What is needed.
Scan the records for lines holding "grain". Say how many there are and give nothing else.

Data for review.
------------------------------------------------------------

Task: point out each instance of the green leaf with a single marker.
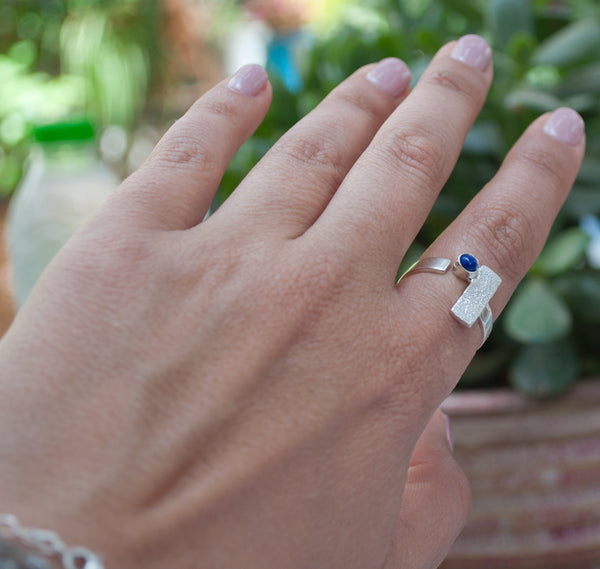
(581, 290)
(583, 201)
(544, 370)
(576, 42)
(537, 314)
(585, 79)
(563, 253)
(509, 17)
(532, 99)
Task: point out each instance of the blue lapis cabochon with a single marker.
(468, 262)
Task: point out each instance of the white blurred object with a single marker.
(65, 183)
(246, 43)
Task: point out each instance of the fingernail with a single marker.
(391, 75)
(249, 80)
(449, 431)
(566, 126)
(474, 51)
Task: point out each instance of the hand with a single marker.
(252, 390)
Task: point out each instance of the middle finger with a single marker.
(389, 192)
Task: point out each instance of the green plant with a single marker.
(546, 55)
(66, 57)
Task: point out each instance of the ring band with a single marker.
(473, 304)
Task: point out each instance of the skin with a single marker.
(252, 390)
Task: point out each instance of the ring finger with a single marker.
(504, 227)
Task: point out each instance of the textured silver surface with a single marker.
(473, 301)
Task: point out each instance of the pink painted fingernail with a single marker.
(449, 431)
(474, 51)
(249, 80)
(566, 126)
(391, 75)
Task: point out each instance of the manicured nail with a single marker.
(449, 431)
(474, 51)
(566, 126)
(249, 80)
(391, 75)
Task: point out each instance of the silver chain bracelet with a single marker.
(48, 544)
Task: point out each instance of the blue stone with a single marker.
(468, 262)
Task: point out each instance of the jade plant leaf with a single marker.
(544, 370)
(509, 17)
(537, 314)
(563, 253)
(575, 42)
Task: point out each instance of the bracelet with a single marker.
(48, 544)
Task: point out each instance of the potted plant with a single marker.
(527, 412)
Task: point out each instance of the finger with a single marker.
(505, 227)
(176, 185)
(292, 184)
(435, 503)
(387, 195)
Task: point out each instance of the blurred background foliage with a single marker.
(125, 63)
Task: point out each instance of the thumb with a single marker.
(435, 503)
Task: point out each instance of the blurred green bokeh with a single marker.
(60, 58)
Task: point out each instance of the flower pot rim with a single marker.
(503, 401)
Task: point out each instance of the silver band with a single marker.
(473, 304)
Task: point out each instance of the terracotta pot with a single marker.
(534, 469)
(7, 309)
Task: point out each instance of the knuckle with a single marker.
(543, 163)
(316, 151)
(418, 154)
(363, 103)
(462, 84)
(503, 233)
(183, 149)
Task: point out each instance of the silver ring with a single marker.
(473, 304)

------------------------------------------------------------

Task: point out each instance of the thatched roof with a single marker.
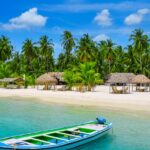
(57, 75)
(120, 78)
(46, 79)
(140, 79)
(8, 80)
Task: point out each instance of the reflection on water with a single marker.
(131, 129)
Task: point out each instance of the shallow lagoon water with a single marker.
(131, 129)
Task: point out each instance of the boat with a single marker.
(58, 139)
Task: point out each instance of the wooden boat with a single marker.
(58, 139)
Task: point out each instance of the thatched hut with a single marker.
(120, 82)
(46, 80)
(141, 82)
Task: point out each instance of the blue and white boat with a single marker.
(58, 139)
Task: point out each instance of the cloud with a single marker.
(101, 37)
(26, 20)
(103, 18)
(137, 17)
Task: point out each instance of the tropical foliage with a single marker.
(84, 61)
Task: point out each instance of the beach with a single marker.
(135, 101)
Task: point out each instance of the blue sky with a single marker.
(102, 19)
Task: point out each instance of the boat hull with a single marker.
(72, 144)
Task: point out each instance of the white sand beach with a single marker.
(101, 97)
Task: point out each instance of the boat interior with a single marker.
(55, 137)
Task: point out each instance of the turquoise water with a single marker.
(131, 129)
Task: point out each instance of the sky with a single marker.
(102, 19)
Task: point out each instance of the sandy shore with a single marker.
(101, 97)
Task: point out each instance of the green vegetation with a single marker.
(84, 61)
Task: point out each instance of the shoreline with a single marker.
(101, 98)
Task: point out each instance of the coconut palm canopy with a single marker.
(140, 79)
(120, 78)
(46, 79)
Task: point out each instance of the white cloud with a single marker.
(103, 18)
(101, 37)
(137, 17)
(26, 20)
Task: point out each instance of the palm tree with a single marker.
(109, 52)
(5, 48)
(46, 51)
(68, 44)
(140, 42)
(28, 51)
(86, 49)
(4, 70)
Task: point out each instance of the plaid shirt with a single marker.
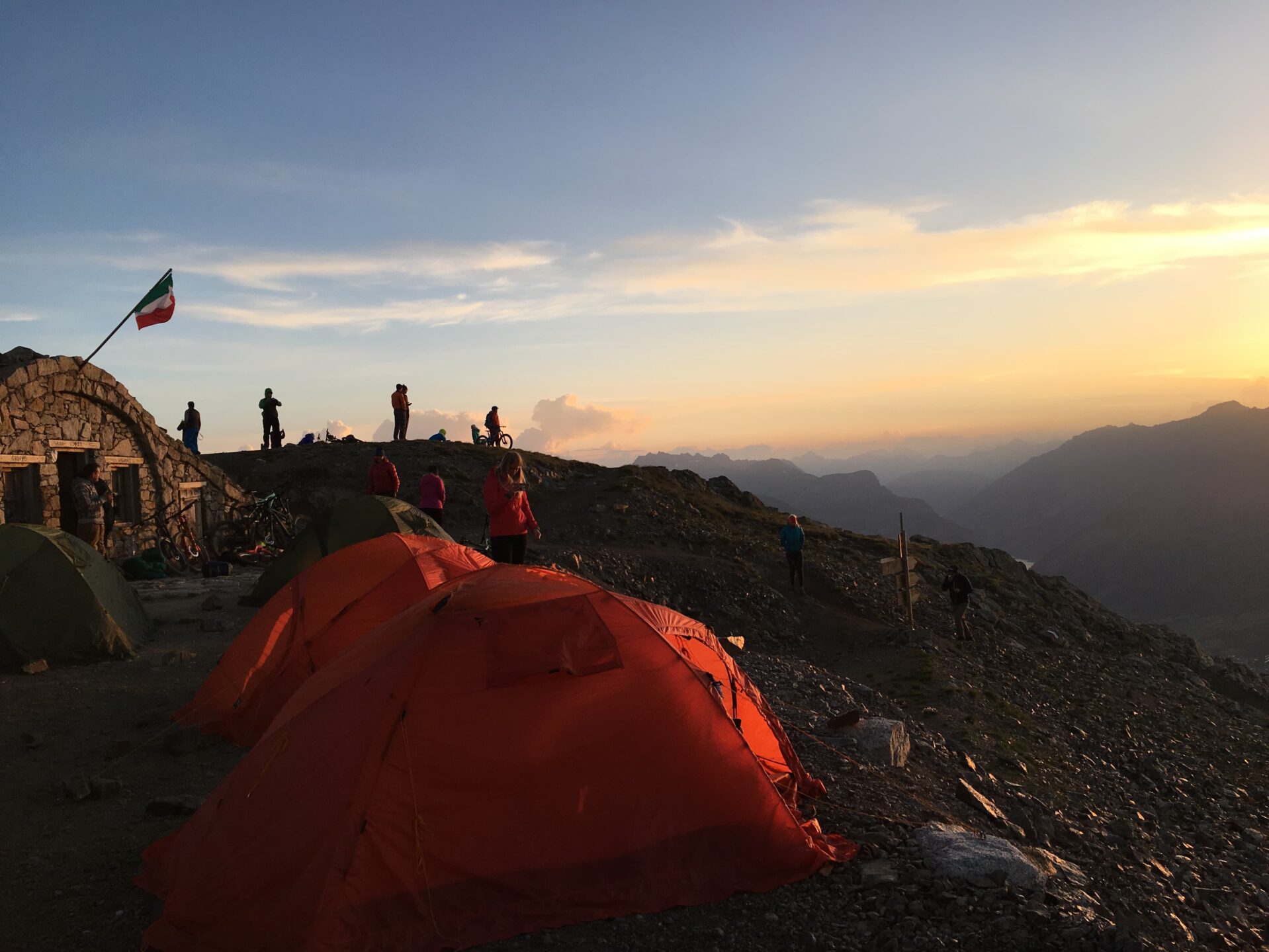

------------------------------------------------------------

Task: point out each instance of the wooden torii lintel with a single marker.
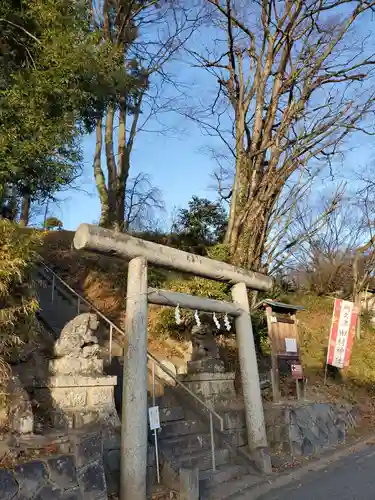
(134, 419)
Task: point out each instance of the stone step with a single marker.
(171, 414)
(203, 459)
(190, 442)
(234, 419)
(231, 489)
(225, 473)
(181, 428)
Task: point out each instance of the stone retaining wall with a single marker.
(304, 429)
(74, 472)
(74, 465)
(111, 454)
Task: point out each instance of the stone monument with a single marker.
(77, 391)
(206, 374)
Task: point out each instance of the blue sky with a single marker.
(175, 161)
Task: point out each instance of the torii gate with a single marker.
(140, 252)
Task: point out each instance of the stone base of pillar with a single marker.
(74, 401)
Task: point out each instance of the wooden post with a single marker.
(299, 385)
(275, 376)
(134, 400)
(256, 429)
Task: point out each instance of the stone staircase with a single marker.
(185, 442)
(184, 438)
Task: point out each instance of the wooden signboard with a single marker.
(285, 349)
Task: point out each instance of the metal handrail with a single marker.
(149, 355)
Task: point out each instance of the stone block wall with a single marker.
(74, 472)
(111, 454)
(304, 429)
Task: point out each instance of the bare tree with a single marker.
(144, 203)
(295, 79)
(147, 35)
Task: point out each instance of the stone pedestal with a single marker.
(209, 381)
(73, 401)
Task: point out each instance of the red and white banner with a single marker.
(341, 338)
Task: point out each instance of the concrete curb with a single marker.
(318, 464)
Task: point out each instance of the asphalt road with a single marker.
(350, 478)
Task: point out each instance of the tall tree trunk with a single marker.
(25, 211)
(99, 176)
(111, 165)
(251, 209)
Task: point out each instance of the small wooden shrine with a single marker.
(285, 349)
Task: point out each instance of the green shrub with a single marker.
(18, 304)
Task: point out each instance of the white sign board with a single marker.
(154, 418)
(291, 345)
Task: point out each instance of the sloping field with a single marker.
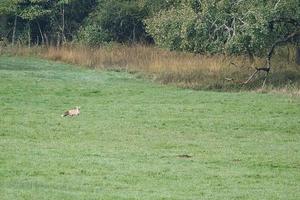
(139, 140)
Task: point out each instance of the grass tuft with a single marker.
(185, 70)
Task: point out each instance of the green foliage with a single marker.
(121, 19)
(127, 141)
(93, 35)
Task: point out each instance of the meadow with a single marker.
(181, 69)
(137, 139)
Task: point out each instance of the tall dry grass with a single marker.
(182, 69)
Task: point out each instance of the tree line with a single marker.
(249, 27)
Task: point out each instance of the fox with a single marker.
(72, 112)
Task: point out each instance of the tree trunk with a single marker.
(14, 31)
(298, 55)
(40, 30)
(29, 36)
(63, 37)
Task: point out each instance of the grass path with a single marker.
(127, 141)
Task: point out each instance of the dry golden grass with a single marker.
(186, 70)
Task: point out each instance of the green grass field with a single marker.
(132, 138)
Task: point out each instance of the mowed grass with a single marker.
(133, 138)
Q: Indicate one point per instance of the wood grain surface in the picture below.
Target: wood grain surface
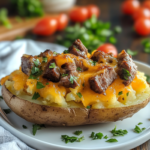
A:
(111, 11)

------------------------------------------------------------

Answer box.
2